| Page text |
* * *
Carol's Trip Summary

Now it is my turn to share my perception of our summer trip. If looking at the whole log I would say it was an awesome incredible journey! If asked to describe just our Alaska trip I would say that it was grueling, tiring, bone and nerve jarring, and a little disappointing. But it was still an adventure of a lifetime considering where we were and all that we did.

The wonderful things I will take home with me from Alaska:

  • The rare view of majestic Mt. McKinley
  • Viewing a real glacier, seeing it calve, and listening to it crack and thunder
  • Seeing humpback whales in the ocean
  • Seeing a grizzly bear wild and free in Denali National Park
  • Coming face to face with a male grizzly bear
  • Going home with Alaska gold I panned myself
The scenery:

I have seen better countryside views in the lower forty-eight states, such as Glacier National Park, the Olympic Mountains and rain forest, Yosemite Valley, beautiful rock formations in Arches National Park in Utah, the Grand Teton mountains, the south rim of the Grand Canyon, and the Canadian Rockies.

Southeast Alaska near the Glaciers and the Alaska Range offer more pleasing views. The Black Spruce trees that are so prevalent in Alaska’s forests remain standing for a long time after they die and there is a great deal of evidence of forest fires over the years that just makes the overall scenery unattractive. Alaska is so big that driving through the same scenery for hundreds of miles can be monotonous. I liked being closer to the mountain ranges because I love snow capped mountains. The snow capped peaks of the Canadian Rockies and all the glaciers were among the more beautiful views we have seen on this trip.
* * *
| Data |
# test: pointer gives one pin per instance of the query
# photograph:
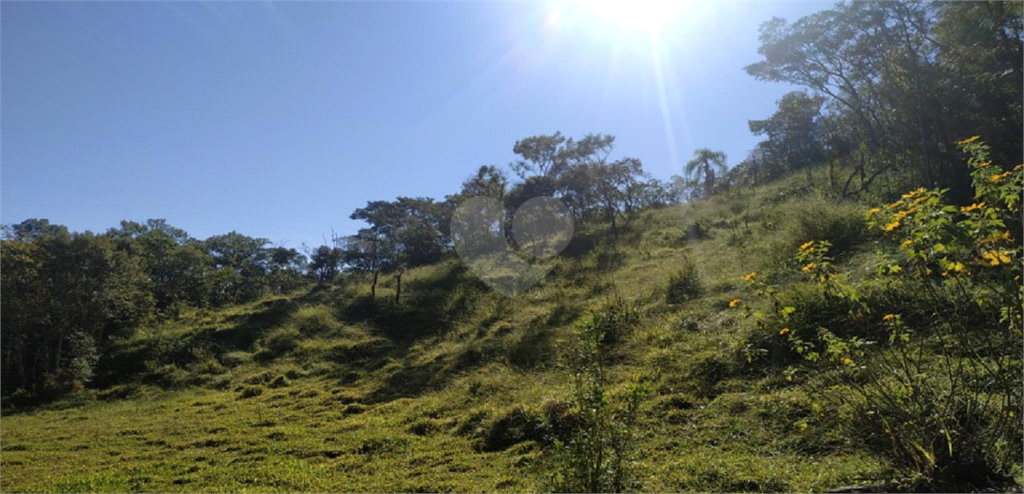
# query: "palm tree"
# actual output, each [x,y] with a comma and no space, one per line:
[704,165]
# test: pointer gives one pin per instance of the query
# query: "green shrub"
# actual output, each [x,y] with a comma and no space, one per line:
[684,284]
[598,456]
[282,340]
[513,427]
[315,321]
[937,383]
[842,225]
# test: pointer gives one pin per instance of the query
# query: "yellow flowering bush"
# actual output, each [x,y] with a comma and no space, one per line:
[944,392]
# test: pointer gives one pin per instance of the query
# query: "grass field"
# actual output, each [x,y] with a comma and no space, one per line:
[327,390]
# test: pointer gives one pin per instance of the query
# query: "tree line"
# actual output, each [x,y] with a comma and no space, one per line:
[890,87]
[68,297]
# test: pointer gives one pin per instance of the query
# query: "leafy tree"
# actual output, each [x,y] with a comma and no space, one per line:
[702,167]
[287,266]
[794,133]
[325,262]
[242,266]
[65,297]
[551,155]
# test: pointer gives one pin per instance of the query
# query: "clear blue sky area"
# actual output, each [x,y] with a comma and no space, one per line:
[276,120]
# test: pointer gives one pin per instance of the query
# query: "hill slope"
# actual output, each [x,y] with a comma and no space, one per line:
[457,387]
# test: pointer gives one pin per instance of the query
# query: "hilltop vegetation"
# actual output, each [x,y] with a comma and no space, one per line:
[841,307]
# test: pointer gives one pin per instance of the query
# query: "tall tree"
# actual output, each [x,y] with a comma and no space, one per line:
[704,167]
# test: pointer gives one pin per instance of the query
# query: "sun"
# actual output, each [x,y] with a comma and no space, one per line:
[646,15]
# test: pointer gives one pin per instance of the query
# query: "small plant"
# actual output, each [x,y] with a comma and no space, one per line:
[282,340]
[684,284]
[599,453]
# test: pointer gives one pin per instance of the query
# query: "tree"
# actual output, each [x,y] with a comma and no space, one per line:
[794,135]
[551,155]
[325,262]
[241,264]
[702,167]
[369,252]
[65,298]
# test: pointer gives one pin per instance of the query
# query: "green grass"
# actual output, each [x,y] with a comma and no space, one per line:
[328,390]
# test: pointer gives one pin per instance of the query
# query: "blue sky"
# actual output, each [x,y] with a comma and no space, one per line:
[276,120]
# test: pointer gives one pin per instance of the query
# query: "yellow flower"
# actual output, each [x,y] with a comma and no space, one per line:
[996,257]
[998,176]
[913,193]
[903,214]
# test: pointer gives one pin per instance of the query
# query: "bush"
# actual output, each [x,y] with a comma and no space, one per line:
[513,427]
[843,227]
[598,455]
[684,284]
[315,321]
[282,340]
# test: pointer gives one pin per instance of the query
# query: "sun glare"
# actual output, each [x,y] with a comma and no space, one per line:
[647,15]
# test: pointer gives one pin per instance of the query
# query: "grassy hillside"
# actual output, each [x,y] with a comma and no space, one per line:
[457,387]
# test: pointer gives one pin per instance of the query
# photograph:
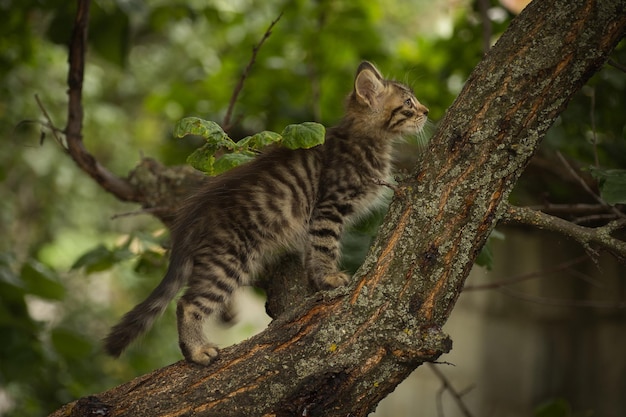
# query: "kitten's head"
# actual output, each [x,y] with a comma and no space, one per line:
[387,106]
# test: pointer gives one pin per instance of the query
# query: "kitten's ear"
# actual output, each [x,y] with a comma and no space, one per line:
[368,84]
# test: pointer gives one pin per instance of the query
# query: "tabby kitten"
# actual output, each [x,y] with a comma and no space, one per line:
[298,199]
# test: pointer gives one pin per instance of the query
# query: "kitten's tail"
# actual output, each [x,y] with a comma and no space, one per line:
[140,318]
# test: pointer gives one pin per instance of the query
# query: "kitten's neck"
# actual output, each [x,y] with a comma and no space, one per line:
[354,130]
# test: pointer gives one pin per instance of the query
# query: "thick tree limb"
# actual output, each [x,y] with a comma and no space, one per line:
[340,353]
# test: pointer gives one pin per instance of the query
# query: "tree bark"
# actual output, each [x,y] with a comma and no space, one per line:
[339,353]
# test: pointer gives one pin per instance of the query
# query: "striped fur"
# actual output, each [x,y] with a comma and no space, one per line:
[296,199]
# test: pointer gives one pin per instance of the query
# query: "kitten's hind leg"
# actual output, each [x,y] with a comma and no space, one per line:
[191,339]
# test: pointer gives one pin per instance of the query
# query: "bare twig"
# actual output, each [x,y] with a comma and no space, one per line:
[49,124]
[244,75]
[483,7]
[600,236]
[585,186]
[563,302]
[456,395]
[592,116]
[73,131]
[525,277]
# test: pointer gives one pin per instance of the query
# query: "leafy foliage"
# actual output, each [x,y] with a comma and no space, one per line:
[304,135]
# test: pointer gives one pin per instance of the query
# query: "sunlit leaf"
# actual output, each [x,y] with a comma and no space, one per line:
[202,159]
[209,130]
[101,258]
[41,281]
[70,344]
[304,135]
[260,140]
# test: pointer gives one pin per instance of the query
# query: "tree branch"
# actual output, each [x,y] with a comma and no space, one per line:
[587,236]
[73,131]
[246,71]
[446,385]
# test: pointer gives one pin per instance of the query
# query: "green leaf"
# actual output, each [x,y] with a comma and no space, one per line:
[229,161]
[260,140]
[41,281]
[209,130]
[304,135]
[612,184]
[70,344]
[101,259]
[202,159]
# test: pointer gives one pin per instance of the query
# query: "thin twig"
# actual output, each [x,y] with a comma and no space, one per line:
[593,127]
[244,75]
[483,7]
[73,130]
[563,302]
[525,277]
[447,386]
[585,186]
[151,210]
[600,236]
[50,125]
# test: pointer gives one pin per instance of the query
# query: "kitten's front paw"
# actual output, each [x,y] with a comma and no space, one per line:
[334,280]
[203,355]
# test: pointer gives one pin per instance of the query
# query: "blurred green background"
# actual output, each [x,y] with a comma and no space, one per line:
[68,270]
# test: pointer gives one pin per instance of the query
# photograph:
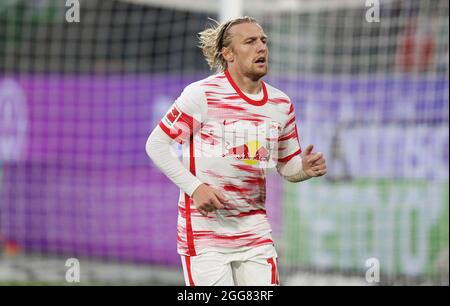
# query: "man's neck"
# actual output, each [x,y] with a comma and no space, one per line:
[244,83]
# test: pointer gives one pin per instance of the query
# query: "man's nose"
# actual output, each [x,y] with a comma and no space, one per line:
[261,46]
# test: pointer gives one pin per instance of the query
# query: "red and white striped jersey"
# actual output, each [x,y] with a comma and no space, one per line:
[228,141]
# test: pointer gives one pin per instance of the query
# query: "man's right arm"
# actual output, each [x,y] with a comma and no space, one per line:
[180,122]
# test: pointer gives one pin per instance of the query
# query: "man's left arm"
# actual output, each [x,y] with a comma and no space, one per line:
[290,163]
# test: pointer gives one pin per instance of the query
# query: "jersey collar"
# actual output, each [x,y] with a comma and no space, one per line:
[243,96]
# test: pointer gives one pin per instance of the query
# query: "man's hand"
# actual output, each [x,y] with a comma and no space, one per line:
[314,164]
[208,199]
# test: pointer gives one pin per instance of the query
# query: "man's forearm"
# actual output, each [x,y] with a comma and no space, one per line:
[159,149]
[293,170]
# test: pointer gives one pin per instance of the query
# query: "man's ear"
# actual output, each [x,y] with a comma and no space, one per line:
[228,54]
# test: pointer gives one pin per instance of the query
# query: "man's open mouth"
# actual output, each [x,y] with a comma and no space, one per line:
[261,60]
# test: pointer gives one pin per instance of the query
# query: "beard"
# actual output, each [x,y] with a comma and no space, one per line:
[256,73]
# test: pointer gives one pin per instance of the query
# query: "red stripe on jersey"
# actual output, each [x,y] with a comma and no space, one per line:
[243,96]
[289,157]
[274,271]
[178,125]
[249,213]
[189,234]
[290,135]
[189,271]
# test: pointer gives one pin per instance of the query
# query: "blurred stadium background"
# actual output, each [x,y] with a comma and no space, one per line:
[78,100]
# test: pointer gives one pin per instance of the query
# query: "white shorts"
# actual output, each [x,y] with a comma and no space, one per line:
[254,267]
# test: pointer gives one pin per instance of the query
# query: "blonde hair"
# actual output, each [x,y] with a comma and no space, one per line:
[213,39]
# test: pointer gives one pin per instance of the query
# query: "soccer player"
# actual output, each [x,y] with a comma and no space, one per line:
[232,127]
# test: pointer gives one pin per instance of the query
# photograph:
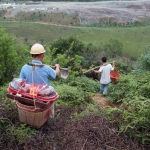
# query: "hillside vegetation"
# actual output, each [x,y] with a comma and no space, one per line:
[80,122]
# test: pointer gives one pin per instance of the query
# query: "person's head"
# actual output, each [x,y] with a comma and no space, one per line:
[104,59]
[37,51]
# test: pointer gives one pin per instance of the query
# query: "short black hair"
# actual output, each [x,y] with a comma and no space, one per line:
[104,59]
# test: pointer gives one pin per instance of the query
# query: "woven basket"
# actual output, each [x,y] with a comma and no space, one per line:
[33,115]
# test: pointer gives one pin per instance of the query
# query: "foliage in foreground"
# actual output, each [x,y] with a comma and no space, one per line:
[133,116]
[76,91]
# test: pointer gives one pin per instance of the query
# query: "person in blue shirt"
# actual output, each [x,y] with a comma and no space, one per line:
[39,74]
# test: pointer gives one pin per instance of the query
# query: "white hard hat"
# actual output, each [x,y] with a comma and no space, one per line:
[37,49]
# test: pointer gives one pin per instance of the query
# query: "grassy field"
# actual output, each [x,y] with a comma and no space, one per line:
[134,39]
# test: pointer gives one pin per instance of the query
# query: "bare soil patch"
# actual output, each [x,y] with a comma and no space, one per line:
[123,12]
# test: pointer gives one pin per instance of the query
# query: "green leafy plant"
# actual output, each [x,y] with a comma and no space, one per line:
[21,133]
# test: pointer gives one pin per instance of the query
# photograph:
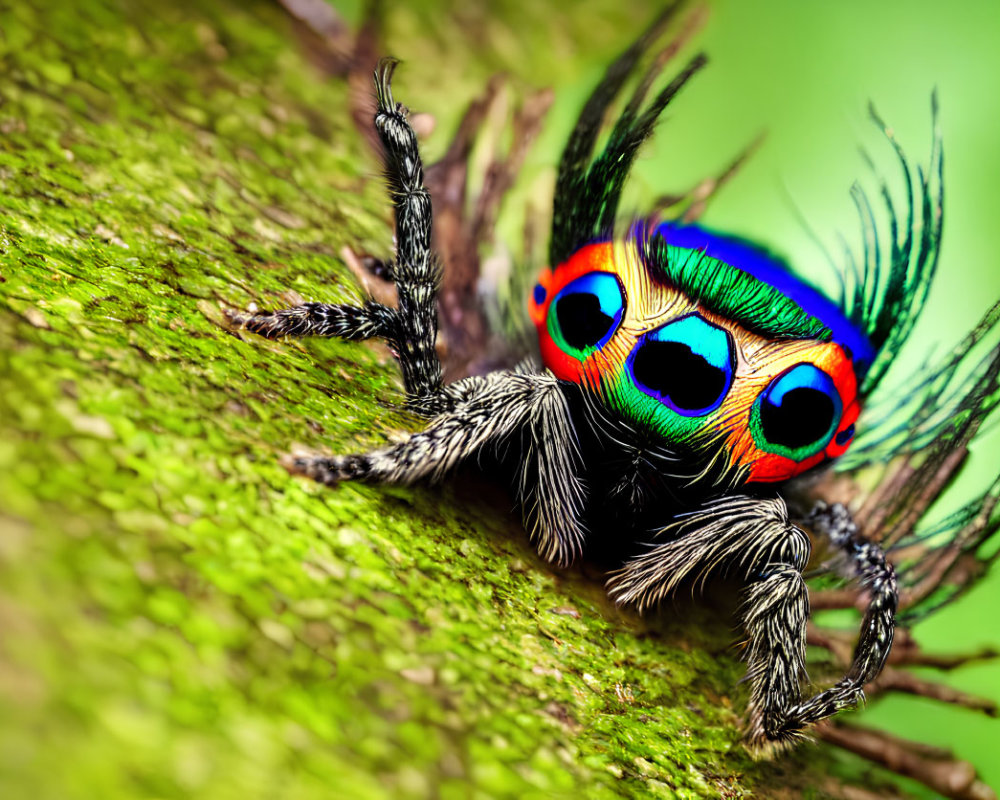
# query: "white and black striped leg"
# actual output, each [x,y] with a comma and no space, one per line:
[525,414]
[754,539]
[411,328]
[416,272]
[865,562]
[320,319]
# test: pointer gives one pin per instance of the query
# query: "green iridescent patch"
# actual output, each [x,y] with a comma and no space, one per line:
[731,292]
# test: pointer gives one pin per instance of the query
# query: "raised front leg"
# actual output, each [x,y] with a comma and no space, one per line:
[411,328]
[521,414]
[754,539]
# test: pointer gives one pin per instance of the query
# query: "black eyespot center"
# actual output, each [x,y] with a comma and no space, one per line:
[581,320]
[803,418]
[686,364]
[588,310]
[673,370]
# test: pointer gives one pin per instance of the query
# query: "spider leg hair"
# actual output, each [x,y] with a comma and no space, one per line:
[411,328]
[589,187]
[865,562]
[503,409]
[752,538]
[320,319]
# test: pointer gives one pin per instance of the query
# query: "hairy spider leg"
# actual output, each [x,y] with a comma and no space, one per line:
[411,328]
[754,539]
[517,411]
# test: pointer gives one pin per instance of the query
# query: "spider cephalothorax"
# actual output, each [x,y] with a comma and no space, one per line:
[687,377]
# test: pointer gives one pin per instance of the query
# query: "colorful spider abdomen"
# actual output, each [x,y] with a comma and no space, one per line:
[710,342]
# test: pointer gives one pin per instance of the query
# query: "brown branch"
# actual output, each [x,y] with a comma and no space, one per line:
[894,680]
[932,767]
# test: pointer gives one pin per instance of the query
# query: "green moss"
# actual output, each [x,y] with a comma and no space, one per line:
[183,619]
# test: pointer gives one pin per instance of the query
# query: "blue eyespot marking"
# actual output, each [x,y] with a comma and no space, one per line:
[588,311]
[845,435]
[687,365]
[797,413]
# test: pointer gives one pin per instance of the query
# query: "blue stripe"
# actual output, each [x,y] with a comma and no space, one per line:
[771,270]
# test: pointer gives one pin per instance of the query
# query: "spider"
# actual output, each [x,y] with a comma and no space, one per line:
[689,378]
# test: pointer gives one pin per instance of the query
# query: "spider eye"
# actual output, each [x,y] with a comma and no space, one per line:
[797,413]
[588,310]
[687,365]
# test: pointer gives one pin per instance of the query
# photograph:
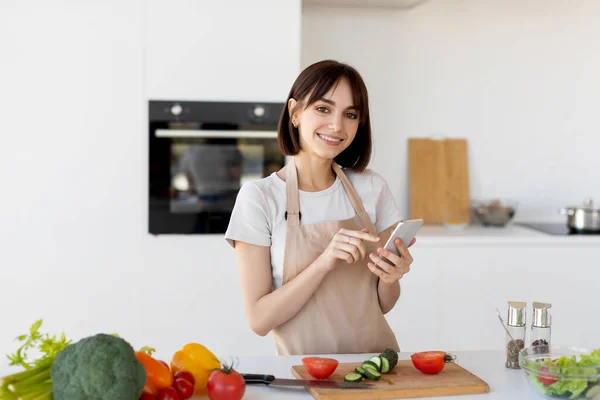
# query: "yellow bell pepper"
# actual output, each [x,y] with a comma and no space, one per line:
[197,360]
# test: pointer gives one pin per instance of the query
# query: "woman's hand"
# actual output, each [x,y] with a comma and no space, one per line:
[400,265]
[346,245]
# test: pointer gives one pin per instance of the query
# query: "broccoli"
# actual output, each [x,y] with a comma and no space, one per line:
[99,367]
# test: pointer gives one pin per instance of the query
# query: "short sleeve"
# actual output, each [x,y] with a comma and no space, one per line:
[386,209]
[249,219]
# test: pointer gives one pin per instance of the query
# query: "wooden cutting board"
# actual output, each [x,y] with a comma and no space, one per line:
[403,382]
[438,176]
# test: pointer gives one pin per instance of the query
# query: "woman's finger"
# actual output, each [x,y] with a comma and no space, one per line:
[351,249]
[342,255]
[403,251]
[394,259]
[359,235]
[353,242]
[375,259]
[381,274]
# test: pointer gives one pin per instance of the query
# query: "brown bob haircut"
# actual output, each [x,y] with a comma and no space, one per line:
[315,81]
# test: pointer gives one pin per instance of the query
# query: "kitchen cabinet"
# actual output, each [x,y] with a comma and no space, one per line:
[228,50]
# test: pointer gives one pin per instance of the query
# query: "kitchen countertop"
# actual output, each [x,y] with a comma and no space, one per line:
[511,234]
[488,365]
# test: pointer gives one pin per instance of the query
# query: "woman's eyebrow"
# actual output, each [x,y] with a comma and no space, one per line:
[328,101]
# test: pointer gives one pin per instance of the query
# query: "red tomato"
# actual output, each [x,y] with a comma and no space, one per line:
[546,380]
[225,384]
[431,362]
[185,375]
[185,389]
[168,394]
[165,364]
[319,367]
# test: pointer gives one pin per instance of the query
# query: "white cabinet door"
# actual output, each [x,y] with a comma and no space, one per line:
[226,50]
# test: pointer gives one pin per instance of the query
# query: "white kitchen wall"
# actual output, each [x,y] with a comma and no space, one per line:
[234,50]
[518,79]
[74,247]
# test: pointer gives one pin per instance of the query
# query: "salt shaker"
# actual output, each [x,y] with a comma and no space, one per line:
[516,324]
[541,326]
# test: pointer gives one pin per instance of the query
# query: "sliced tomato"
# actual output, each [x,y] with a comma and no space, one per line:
[431,362]
[546,380]
[320,367]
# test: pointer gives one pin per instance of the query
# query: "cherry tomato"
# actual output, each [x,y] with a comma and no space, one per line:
[225,384]
[431,362]
[319,367]
[546,380]
[185,388]
[168,394]
[187,375]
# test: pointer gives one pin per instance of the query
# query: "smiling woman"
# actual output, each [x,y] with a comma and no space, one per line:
[308,237]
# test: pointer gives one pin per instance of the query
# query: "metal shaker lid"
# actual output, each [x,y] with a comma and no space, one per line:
[516,313]
[541,316]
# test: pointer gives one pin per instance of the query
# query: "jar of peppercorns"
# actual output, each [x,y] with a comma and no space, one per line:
[516,325]
[541,326]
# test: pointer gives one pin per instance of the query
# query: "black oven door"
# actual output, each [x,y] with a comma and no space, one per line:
[197,170]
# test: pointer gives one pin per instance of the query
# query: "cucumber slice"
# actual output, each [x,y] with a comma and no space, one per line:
[377,361]
[592,392]
[370,365]
[385,364]
[372,374]
[392,357]
[353,377]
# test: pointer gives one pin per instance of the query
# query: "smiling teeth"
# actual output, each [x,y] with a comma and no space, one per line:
[329,138]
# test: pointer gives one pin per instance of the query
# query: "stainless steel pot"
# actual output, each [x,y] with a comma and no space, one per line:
[584,218]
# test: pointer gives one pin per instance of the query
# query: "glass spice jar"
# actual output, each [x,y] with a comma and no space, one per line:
[516,324]
[541,327]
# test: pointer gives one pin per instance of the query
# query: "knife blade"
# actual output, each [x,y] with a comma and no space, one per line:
[270,380]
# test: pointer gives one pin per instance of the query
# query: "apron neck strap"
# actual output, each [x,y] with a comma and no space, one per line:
[350,191]
[293,214]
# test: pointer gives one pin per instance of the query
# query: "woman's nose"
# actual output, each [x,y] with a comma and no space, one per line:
[334,124]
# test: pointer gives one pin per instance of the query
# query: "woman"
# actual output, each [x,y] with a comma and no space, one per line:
[307,236]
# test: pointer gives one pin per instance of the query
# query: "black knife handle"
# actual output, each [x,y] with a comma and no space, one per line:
[258,379]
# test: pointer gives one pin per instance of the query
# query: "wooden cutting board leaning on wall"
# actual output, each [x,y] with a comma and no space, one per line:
[438,179]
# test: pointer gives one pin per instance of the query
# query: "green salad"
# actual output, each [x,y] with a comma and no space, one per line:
[573,378]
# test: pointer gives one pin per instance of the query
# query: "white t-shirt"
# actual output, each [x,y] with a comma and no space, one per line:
[258,215]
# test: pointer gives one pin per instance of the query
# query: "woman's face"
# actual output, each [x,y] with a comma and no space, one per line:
[329,125]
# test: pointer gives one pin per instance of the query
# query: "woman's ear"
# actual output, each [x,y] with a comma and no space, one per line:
[291,105]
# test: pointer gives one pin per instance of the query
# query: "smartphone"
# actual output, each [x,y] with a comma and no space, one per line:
[405,231]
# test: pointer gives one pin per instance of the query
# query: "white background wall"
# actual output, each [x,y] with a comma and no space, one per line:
[518,79]
[73,213]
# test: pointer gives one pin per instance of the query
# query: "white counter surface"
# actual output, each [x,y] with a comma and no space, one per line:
[512,234]
[488,365]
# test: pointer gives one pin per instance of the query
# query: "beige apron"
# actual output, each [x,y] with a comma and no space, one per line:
[343,315]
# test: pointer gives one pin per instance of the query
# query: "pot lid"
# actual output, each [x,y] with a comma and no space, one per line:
[588,206]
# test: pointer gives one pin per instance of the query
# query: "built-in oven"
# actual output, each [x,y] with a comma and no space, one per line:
[200,154]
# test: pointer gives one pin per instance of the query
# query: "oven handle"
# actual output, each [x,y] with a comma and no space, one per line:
[197,133]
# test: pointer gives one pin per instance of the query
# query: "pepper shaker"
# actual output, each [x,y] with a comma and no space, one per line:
[541,326]
[516,324]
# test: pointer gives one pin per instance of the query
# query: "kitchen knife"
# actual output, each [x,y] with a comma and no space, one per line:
[270,380]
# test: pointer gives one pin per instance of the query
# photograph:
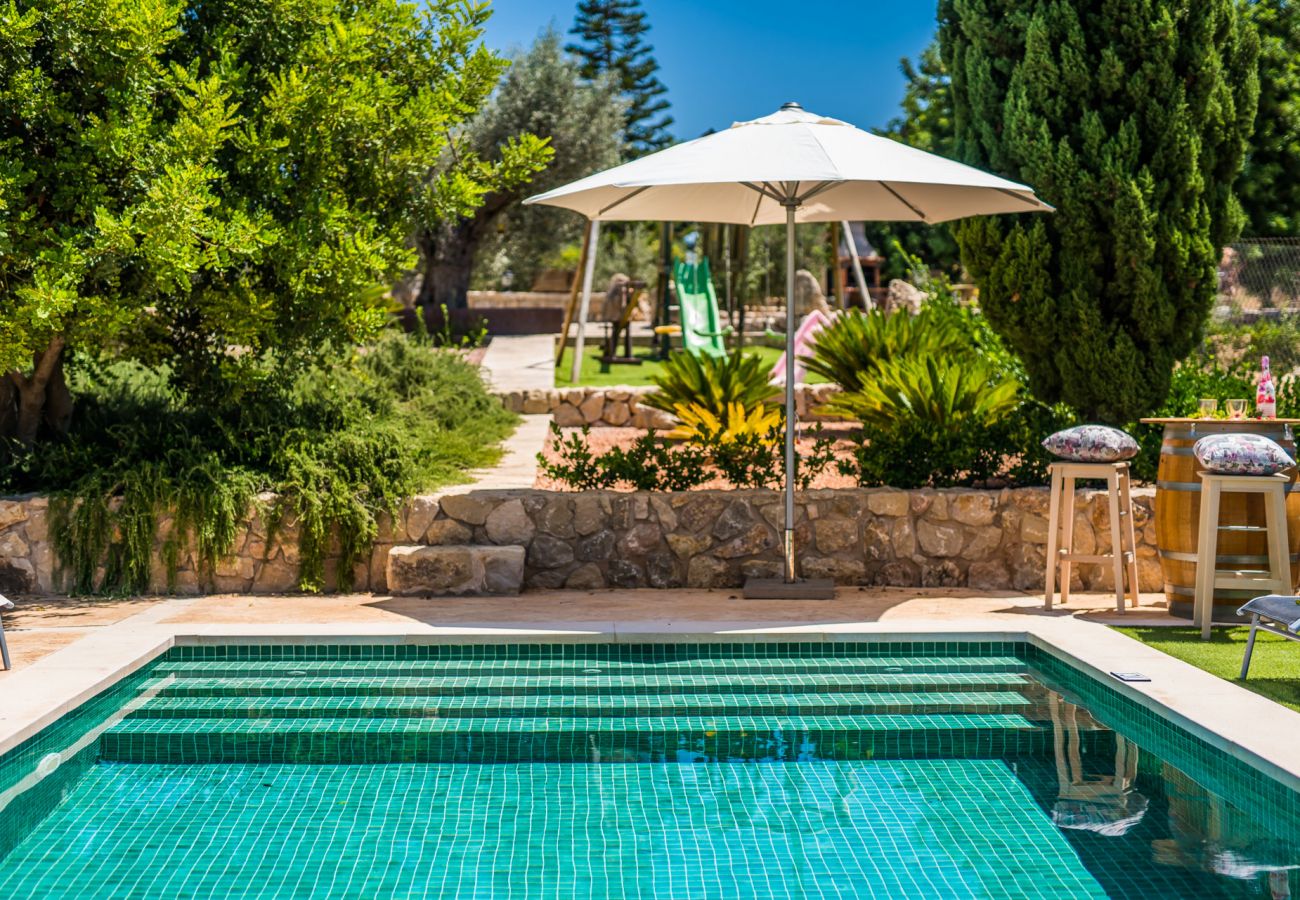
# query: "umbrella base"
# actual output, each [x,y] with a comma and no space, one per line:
[783,589]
* * *
| Tasks for this exercise |
[a] Name every place the trip summary lists as having better countryside views than Alaska.
[b] According to the trip summary, which trees in Alaska's forests remain standing for a long time after they die?
[c] Write the next paragraph of Carol's trip summary, picking up after its final sentence.

| Responses to the tasks |
[a] Glacier National Park; the Olympic Mountains and rain forest; Yosemite Valley; Arches National Park in Utah; the Grand Teton mountains; the south rim of the Grand Canyon; the Canadian Rockies

[b] Black Spruce trees

[c]
There are hundreds of miles sometimes between settled areas. Of course, to us, this is sometimes a plus and the purpose of getting away from it all. Alaska really is rough and rugged.

The weather:

It definitely affected my view of Alaska. I tired of wet, rainy, foggy, overcast days. It is true that there are only about 3 to 4 days of sun a month. The fog and rain obstructed views 2/3 of the time. I missed out on lots of pretty views described in the Milepost Guide. It was very frustrating to travel all the miles we did to get to Alaska, along with the cost, and then not be able to see all we anticipated. The weather is just unpredictable from day to day or even hour to hour.

The roads:

Ah, yes, the roads. I thought the Top of the World Highway, the Alaska Highway, and the Cassiar Highway were highly overrated as "must" drives. The really rough gravel roads, the frost heaves, wet and/or mud, potholes, and bone jarring rides for many hours, just were not worth the wear and tear on our RV, the truck, or especially our nerves. But we have earned our medals just like most visitors to Alaska. Had we known what these roads were really like we would not have driven them. We would have taken the better of the roads then backtracked to continue to other places. We could have spent more time in some of the prettier areas and done other things. Although, we did have decent days to drive through the mountains to Valdez and Haines. Our "Second Home" now has a few more dents and moans and groans. All the driving through the vast state of Alaska really does take something out of you by the end of the trip just leaving you exhausted. This seems to be common among other people I have talked to who share the same feelings I listed above.


Am I glad I came to Alaska? Yes! It was indeed an adventure into the last frontier and I know why that is the state motto. We can say we did it. Would I take the trip again? No. We had planned this trip for so long, and were so excited about it all, that I think we set our expectations way too high.

If I were to tell someone how to see Alaska I would suggest a cruise to see the glaciers or see them by air if you could afford it. Or fly into Anchorage and rent a small Class C motor home so you could drive to Denali and around the west and southwest part of the state, going into areas maybe big rigs don‘t. Unless you are a fisherman, I would skip Seward, Homer, and Valdez.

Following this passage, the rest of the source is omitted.